▸ **Task objective**: Determine how many lines of the data include the word "classical", and write only that number.

= Beginning of Section =

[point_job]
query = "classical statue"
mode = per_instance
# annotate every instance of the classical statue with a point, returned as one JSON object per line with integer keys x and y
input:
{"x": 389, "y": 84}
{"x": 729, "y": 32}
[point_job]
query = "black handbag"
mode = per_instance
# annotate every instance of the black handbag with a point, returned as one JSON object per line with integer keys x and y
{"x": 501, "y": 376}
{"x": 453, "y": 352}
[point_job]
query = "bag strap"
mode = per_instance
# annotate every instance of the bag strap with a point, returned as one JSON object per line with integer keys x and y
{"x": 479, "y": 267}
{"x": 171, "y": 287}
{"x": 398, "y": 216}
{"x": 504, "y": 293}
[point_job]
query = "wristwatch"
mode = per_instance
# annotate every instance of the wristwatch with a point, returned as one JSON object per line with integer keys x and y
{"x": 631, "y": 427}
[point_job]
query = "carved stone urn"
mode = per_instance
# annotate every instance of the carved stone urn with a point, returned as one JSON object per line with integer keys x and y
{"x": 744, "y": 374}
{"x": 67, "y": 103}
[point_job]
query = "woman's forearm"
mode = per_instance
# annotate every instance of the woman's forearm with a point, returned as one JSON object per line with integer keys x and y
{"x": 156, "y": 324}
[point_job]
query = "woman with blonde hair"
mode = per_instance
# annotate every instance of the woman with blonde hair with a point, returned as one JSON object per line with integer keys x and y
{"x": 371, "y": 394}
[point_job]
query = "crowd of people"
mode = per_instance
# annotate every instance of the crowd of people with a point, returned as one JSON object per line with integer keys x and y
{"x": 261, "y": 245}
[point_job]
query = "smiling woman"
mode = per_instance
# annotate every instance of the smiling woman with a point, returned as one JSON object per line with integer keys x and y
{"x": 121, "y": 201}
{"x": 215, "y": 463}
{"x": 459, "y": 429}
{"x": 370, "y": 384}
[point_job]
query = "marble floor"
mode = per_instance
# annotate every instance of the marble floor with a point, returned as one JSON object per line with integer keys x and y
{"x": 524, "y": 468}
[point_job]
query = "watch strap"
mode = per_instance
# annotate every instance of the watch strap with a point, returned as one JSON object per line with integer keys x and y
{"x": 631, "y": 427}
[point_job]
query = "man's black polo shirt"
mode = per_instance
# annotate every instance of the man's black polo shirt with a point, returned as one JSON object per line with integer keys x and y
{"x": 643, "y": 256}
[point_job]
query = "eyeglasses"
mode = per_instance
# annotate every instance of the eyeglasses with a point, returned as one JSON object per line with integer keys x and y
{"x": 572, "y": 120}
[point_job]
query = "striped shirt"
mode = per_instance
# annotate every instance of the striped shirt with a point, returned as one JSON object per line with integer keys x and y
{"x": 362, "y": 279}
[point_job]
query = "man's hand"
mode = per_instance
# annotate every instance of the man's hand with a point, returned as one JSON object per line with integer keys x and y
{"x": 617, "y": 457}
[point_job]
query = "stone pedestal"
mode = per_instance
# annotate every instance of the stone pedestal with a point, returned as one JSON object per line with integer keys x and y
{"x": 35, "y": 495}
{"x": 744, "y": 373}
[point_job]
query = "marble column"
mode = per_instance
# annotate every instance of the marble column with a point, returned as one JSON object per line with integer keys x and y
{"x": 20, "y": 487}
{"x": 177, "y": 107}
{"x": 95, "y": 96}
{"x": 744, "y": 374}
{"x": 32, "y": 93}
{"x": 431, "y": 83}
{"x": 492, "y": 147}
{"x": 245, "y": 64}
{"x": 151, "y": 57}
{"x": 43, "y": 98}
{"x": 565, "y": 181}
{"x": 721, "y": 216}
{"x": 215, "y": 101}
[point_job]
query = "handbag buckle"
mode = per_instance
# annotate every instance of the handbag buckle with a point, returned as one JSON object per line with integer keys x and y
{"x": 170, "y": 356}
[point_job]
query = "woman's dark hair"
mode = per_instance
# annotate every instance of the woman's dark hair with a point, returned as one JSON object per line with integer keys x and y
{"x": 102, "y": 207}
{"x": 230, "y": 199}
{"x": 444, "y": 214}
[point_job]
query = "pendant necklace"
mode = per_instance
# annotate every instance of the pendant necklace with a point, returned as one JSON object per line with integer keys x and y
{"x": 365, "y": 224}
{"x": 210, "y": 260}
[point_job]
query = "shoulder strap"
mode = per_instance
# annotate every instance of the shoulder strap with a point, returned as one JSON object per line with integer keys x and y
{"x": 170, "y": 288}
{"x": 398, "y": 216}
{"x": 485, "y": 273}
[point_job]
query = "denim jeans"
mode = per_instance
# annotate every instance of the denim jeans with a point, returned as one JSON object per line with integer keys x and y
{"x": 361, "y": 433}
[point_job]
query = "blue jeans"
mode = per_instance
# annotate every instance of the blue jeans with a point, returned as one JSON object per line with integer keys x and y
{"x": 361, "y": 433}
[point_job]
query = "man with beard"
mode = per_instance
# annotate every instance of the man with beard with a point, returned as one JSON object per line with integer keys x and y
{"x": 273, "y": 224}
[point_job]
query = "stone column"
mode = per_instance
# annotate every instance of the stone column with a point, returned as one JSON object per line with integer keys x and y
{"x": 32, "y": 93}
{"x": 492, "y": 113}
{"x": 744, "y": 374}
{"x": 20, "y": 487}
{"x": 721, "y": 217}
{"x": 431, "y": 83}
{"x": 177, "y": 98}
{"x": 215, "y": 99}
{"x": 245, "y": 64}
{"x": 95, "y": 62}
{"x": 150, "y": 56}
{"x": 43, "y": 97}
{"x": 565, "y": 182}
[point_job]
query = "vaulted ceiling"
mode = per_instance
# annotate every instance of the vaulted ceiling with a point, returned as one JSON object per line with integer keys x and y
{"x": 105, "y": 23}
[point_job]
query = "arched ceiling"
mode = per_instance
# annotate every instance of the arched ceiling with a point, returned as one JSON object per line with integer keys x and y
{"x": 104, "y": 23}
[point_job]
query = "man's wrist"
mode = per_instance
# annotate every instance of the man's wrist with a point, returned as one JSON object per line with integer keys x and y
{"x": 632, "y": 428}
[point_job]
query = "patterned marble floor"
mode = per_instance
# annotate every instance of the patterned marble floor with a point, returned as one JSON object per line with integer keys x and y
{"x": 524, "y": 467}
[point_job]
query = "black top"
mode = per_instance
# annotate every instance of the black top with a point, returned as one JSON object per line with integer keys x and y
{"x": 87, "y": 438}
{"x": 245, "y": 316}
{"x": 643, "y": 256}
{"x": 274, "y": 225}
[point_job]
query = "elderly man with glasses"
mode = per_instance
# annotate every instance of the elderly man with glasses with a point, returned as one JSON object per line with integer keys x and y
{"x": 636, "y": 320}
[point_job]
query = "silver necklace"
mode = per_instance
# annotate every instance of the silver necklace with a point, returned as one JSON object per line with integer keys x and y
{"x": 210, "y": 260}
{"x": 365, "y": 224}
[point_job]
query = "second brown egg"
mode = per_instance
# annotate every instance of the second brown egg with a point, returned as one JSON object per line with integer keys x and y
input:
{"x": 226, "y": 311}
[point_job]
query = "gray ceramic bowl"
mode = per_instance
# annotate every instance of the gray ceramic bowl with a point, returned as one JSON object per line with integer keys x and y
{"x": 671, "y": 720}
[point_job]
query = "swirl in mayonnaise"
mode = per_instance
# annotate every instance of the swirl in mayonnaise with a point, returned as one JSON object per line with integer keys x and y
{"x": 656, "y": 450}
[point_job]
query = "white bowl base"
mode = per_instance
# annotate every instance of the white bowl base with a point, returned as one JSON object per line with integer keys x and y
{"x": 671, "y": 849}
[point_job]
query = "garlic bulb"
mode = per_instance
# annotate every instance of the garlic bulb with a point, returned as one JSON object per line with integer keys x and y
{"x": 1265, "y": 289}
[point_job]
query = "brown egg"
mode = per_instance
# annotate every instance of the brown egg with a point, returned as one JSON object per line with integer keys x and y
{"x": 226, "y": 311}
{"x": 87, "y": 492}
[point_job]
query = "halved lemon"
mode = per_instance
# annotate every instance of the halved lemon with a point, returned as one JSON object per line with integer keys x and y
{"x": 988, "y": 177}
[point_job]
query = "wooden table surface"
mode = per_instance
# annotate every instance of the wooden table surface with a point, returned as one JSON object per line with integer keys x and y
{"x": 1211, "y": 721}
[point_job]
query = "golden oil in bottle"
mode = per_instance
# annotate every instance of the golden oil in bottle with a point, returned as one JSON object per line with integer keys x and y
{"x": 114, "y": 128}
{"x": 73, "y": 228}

= End of Section =

▸ **Solution to the exercise**: 2